▸ **Supplied records**
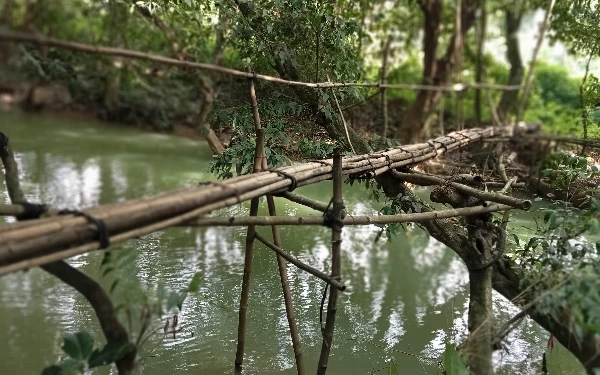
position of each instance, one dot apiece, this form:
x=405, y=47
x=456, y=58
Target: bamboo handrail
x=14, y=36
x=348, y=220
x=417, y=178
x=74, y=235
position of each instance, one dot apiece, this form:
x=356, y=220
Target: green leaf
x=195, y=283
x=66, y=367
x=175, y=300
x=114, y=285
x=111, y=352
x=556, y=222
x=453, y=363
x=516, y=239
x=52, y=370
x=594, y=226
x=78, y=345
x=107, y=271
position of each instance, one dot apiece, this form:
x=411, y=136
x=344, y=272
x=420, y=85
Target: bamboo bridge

...

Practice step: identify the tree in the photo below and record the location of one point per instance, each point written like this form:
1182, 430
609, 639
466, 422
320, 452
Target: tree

...

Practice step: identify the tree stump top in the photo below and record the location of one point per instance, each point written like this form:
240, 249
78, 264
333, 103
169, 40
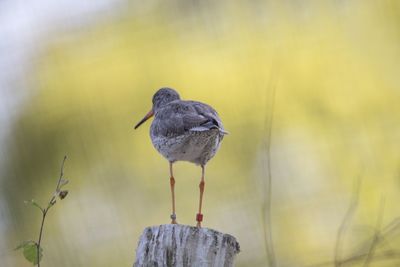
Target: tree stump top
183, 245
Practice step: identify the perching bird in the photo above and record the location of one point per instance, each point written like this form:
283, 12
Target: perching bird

▸ **Aim**
Rewrite the records as a numbered list, from the line with "Practice step: identify the tree stump" to the line with "Target: perching bird", both included. Skip any blank lines and leave the pictures out.

▸ **Answer for this exercise**
1. Practice step: identify the tree stump top in the photo below and record the location of one point per instance, each point written like this form:
2. 240, 249
3. 78, 264
4. 333, 103
5. 169, 40
6. Target: tree stump top
7. 183, 245
8. Practice step: identify the perching bird in the photo above and record the location of one point per instance, each point written like this form:
9. 283, 12
10. Target: perching bird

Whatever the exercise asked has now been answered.